Exercise requirements
In the comment on tax evasion in Greece below, which three other countries are named as sharing the same problem?

Text block
· · · · · · ·

Greece also has one of the highest number of porsche vehicles in the world ie an indicator of a well-heeled chap. What have their tax authorities done to correlate such matters with declared incomes for tax – again, where is the follow-up article showing their progress ?
This is the problem ( ditto the likes of Portugal, Spain and Italy )- their is so little progress due to corruption and incompetence in cracking down on such evasion and tax fraud – it has been and remains rampant.
And what do the Greeks do when someone tries to bring living standards more into line with what can actually be afforded ? – they riot in the streets and cause tens of millions of Euros in damages.
I love going to Spain and in a couple of years time, once their property markets have completely tanked there will be some great opportunities, but gee you would want to be careful. Once I complete my appetite for investing in the US I will be approaching fluency in Spanish and slowly developing a network of advisors and contacts. The joys of looking at Latino markets !

· · · · · · ·

(Rows from a pointing dataset)

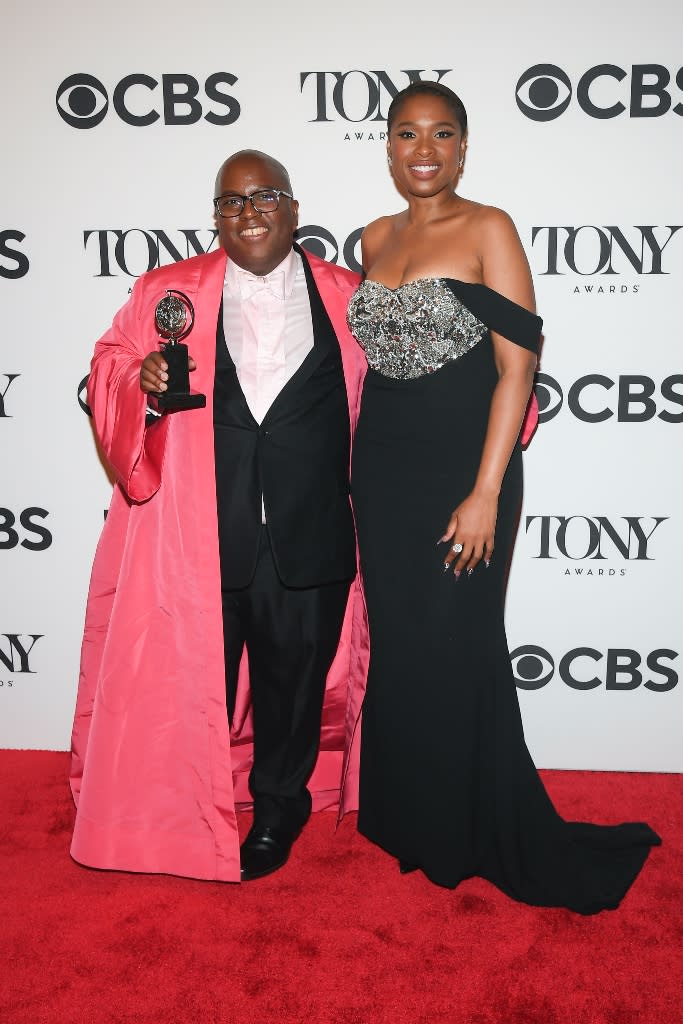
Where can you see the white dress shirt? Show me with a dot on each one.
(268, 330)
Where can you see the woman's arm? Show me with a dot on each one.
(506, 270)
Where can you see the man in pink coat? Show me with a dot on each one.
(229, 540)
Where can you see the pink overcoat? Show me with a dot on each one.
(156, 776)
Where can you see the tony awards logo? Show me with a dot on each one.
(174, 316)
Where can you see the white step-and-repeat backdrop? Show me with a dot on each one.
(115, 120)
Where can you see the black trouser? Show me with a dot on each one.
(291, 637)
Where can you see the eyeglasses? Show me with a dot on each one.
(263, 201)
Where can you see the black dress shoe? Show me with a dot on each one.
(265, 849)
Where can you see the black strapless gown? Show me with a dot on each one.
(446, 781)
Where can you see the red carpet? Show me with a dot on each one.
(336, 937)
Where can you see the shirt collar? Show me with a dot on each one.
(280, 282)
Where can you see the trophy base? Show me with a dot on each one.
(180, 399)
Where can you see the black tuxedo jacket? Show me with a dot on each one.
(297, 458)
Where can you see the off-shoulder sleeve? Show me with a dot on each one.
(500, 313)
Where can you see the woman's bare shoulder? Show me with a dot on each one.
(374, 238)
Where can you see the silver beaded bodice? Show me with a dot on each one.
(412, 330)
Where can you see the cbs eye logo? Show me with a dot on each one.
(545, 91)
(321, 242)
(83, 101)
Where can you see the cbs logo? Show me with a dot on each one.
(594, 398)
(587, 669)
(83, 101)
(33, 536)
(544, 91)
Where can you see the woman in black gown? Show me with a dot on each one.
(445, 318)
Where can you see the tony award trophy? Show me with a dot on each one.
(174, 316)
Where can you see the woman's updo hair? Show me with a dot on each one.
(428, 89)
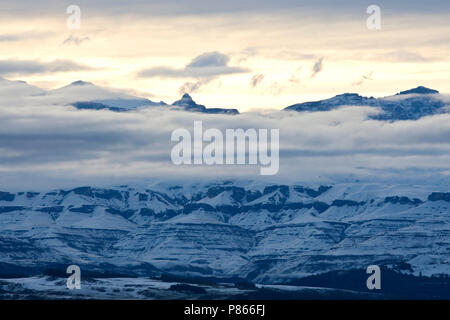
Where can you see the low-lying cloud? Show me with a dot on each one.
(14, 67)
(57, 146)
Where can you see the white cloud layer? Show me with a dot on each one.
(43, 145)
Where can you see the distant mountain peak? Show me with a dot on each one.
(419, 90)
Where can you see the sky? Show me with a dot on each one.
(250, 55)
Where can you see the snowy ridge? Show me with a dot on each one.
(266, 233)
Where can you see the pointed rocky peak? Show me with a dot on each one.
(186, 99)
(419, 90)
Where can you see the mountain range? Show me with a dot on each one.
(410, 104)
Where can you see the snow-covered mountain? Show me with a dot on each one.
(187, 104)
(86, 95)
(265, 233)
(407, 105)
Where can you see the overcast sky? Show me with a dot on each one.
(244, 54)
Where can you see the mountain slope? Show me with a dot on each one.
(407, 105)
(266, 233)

· · · · · · ·

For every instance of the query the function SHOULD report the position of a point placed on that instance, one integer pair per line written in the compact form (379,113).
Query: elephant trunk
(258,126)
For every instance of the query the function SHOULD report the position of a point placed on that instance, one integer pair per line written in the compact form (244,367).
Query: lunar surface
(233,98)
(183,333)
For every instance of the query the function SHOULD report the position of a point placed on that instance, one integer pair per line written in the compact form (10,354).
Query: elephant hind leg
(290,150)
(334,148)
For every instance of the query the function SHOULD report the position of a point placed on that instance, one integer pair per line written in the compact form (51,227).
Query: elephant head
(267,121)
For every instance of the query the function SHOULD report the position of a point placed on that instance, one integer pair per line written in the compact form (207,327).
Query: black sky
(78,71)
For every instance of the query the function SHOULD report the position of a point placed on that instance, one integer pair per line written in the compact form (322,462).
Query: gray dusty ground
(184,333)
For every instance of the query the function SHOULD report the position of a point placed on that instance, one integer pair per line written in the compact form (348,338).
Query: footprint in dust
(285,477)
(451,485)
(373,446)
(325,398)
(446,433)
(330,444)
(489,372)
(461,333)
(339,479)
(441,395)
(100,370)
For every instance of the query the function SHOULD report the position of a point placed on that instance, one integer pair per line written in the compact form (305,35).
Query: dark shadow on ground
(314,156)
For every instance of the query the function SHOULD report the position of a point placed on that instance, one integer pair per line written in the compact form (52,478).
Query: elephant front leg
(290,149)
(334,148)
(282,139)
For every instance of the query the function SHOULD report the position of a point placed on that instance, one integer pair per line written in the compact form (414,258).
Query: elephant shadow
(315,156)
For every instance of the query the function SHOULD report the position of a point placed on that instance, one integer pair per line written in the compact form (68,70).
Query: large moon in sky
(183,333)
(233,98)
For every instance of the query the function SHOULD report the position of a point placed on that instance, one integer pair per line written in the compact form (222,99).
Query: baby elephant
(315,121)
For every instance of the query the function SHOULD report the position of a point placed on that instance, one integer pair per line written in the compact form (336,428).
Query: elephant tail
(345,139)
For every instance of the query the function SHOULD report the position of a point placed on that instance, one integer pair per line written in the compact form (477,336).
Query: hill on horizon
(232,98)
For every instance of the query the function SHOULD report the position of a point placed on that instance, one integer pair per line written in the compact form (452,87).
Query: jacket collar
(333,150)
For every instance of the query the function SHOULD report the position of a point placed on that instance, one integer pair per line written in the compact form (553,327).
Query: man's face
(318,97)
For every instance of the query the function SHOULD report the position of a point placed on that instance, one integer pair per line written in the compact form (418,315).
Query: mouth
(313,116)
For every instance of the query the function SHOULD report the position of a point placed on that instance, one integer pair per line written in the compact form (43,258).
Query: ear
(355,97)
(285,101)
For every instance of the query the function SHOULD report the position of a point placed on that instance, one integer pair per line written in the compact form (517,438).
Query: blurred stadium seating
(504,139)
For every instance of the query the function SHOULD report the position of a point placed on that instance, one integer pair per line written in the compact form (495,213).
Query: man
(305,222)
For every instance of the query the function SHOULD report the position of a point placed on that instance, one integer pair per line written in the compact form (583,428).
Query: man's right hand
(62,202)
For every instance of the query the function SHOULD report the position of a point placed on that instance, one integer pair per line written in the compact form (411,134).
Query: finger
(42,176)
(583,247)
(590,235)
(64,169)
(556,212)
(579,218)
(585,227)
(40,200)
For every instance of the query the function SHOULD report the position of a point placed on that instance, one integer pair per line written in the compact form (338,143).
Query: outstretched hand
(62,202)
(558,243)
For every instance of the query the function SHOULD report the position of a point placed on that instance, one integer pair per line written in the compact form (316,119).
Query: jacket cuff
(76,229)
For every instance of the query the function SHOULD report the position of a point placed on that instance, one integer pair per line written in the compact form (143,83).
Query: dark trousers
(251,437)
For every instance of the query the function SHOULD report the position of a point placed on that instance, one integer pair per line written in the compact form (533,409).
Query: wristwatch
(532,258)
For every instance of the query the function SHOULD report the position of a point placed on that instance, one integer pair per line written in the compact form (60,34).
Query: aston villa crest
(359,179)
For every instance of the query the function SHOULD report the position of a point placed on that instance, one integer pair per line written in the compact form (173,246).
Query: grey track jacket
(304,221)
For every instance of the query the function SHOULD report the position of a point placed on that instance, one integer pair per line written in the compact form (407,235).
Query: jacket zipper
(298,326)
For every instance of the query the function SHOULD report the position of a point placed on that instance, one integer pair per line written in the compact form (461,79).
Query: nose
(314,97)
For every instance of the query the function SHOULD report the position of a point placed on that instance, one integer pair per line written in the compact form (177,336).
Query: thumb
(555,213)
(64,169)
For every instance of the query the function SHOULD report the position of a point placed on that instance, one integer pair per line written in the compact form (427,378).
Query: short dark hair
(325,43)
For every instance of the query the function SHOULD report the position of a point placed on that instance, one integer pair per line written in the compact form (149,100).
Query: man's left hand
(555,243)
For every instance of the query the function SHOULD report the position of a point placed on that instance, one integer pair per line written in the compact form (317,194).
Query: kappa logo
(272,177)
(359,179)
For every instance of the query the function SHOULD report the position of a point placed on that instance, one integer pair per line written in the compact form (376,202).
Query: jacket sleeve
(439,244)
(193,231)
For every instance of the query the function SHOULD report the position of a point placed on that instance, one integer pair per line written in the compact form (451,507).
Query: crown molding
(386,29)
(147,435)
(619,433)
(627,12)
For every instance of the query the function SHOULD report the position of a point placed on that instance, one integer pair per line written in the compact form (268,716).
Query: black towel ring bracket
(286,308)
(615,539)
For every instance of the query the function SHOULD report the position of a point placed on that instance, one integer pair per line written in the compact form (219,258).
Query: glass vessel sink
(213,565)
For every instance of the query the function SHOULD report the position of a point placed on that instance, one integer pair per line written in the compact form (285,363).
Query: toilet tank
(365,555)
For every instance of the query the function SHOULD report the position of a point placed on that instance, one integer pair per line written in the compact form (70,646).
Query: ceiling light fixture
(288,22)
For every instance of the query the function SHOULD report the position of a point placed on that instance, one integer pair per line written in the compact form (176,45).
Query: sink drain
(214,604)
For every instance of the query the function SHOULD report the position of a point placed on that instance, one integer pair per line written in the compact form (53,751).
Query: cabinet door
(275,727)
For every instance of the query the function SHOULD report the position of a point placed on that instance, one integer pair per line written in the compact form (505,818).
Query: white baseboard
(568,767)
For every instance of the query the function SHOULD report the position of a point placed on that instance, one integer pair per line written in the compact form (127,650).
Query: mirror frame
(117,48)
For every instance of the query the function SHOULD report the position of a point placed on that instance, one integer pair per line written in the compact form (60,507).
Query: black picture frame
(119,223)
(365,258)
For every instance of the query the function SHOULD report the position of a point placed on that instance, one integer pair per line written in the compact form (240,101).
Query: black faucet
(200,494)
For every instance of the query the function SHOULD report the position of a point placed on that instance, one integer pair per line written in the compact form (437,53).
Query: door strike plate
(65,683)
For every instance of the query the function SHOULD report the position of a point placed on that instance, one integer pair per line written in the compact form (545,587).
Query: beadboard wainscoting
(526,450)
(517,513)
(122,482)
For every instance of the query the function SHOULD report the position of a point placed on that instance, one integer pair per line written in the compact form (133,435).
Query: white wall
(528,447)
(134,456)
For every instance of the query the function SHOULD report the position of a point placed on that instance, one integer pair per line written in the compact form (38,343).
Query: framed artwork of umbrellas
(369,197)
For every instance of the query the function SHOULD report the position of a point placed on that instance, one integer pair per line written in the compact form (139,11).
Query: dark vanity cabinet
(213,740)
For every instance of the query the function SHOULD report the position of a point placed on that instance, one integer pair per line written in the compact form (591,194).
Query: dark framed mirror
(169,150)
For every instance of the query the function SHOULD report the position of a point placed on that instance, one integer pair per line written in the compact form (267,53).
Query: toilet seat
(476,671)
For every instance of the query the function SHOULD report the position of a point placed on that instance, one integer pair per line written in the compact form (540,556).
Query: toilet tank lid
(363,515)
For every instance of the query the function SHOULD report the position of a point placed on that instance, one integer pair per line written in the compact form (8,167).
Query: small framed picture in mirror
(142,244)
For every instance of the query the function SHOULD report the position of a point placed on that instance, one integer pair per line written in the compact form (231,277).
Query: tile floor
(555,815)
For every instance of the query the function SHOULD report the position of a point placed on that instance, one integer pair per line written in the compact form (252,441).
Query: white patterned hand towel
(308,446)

· · · · · · ·

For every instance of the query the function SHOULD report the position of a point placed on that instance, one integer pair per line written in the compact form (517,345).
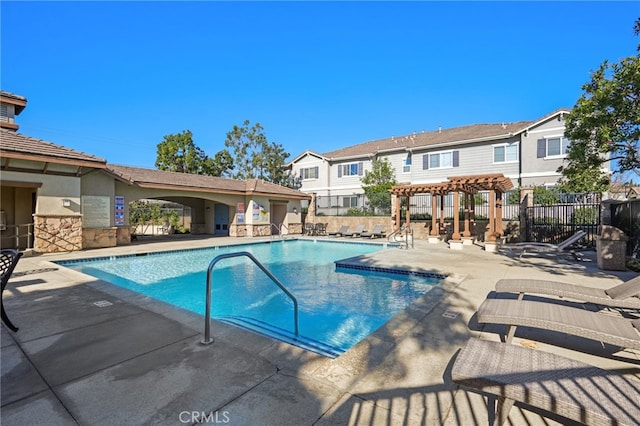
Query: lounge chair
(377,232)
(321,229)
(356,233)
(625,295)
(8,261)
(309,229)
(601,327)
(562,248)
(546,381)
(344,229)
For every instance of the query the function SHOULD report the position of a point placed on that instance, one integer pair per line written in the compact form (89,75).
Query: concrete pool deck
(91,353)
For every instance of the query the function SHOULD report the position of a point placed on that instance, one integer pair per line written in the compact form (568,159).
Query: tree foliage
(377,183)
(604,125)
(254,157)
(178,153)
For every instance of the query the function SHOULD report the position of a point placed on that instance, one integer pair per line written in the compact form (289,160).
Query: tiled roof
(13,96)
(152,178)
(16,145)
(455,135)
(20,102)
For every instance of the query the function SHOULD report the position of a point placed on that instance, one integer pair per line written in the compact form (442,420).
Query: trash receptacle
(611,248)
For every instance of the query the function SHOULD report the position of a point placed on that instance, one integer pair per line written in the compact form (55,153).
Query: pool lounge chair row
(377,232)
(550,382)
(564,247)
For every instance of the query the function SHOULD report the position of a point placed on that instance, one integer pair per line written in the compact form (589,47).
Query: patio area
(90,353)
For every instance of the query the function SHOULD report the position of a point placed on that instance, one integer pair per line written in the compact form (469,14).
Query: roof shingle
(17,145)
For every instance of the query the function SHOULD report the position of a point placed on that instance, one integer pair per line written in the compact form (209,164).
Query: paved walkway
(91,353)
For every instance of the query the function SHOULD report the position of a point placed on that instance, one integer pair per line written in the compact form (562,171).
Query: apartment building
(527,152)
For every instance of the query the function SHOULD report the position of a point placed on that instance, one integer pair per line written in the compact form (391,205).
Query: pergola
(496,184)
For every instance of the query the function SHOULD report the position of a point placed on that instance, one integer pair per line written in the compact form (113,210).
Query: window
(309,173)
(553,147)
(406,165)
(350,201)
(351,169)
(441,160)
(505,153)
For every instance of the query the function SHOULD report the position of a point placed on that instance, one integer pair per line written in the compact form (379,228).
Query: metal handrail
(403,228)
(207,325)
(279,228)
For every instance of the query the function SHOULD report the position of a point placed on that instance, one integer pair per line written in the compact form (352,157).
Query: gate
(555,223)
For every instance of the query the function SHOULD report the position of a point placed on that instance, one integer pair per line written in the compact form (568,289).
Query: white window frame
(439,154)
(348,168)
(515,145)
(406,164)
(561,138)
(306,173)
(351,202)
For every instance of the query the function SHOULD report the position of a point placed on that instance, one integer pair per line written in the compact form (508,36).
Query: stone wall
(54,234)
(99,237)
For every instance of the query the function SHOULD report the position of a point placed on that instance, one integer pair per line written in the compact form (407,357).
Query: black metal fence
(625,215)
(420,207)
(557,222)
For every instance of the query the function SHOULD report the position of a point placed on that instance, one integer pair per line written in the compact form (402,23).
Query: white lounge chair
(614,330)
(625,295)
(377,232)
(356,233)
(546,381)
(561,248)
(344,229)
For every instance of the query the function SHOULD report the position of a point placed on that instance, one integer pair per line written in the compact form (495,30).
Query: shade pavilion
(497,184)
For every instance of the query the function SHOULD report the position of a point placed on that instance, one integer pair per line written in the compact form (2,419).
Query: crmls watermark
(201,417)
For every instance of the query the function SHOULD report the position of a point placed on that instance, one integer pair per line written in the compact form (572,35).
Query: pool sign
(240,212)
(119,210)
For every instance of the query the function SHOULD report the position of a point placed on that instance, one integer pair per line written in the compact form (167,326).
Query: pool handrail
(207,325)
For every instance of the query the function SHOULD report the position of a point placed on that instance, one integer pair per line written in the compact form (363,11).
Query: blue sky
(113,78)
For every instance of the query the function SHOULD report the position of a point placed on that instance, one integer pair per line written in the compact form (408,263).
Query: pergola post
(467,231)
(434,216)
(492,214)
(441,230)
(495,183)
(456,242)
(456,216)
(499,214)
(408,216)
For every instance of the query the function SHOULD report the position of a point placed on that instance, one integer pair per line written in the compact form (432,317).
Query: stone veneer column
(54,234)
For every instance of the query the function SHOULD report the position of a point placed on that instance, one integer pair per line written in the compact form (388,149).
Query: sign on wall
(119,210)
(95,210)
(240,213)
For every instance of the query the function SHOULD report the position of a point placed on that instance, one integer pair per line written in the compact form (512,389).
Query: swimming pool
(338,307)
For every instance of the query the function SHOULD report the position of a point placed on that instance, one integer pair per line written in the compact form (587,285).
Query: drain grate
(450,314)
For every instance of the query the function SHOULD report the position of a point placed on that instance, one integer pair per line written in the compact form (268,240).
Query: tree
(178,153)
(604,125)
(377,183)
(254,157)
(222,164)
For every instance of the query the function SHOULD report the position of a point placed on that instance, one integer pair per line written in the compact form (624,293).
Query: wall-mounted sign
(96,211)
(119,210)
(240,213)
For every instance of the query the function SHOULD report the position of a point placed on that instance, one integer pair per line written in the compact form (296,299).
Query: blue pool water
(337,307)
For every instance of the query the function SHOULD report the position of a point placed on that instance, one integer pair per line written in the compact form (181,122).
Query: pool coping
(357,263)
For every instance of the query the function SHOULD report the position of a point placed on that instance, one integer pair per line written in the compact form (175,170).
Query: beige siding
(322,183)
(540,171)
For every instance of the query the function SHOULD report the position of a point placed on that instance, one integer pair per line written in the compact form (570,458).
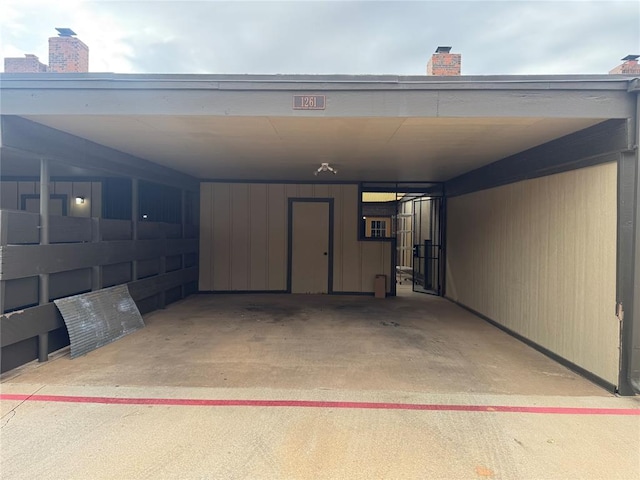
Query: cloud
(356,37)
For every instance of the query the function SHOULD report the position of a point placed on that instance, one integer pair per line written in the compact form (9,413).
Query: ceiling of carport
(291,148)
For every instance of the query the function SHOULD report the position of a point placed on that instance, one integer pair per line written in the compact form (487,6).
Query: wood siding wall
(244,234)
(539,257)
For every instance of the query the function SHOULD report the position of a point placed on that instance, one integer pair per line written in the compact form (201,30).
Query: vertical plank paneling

· · · · · · ·

Completed exercise
Portugal, Spain and Italy.